# Start of Supplied text

Guan Yan, a municipal-level representative inheritor of Binyang Sixian Opera (Source: Publicity Department of Binyang County Party Committee)

"Binyang Sixian Opera, also known as Binzhou Opera before, has prevailed for more than two hundred years." Guan Yan was gushing over it. She said that when she was a little girl, Sixian Opera was very popular in Binzhou Town. The biggest celebration was held on the second day of the second lunar month, Dragon Boat Festival, and Zhongyuan Festival, as theatrical troupes took turns to perform for three days and nights. Some merchants also invited the troupes to sing operas in their shops. The Binyang Sixian Opera event, started from sunset to the next day at noon, was incomparably spectacular.

Guan Yan's stage appearance (Source: Publicity Department of Binyang County Party Committee)

# End of Supplied text
# Start of Record extracts

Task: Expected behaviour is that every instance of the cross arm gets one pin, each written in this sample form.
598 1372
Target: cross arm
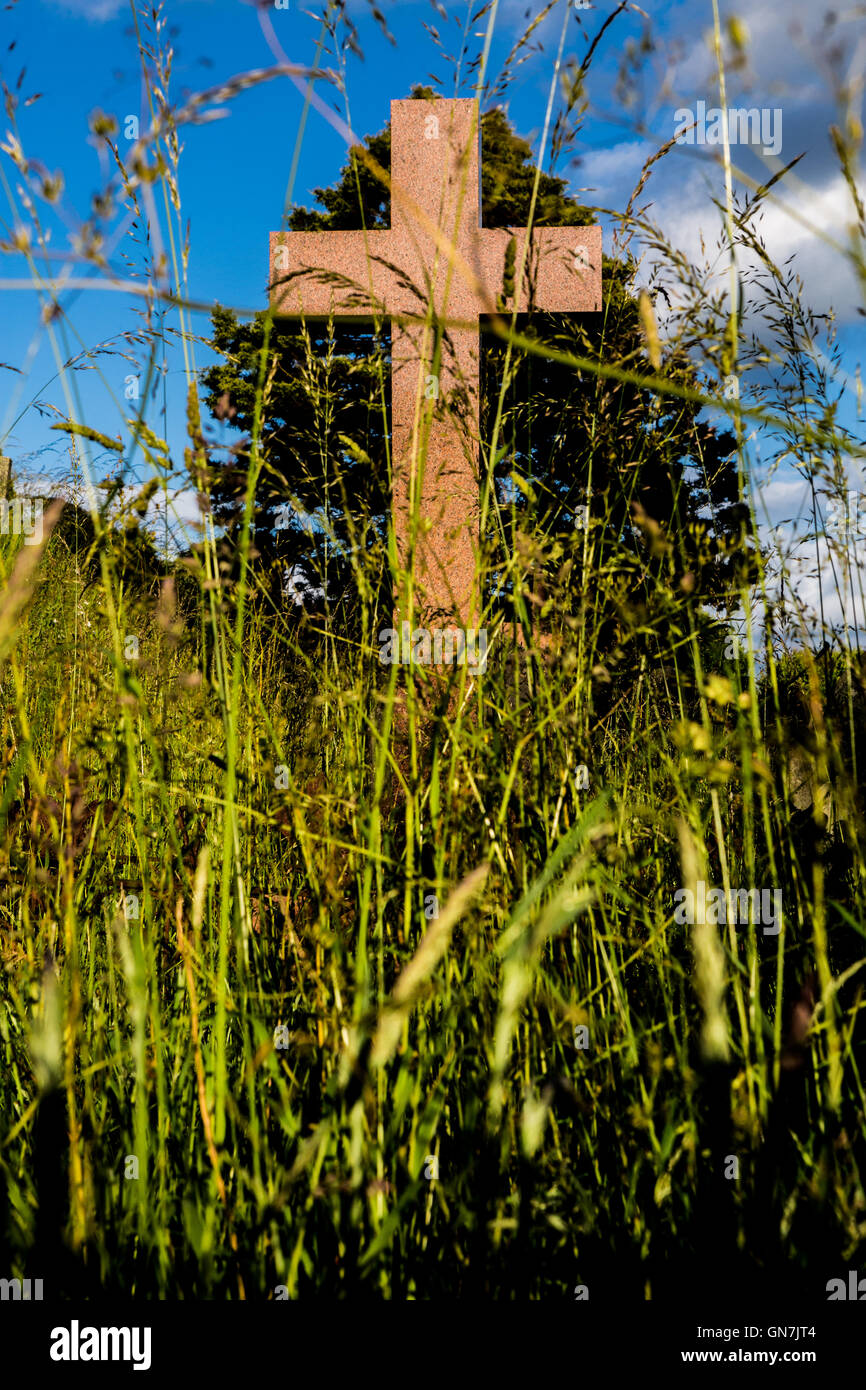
345 274
562 274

# End of Record extracts

[Request 1]
Copy out every line of the listing above word for word, without the picture.
[Request 2]
Write the next part of the text about Binyang Sixian Opera, picking up after its last line.

[Reply 1]
Task: Expected behaviour is that every instance of the cross arm gets one pin, each written in this sample form.
598 1372
Target: cross arm
345 274
562 274

[Reply 2]
Today, the influence of Binyang Sixian Opera is fading away, as adept Opera artists are getting older, yet young people can barely sing a tune. The opera will decline if there is no inheritor. Speaking of which, Guan told us a small ting that surprised and comforted her. "I thought the younger generation would have had no interest in traditional arts like Sixian Opera. We organized a training class and had no expectation that children would like to come. On the registration day, I saw crowds of people and children's longing for Sixian Opera. That's when I know that it has always been here and will continue to be passed on in Binzhou Town."

Students are learning Binyang Sixian Opera. (Source: The Second Junior Middle School, Binzhou Town, Binyang County)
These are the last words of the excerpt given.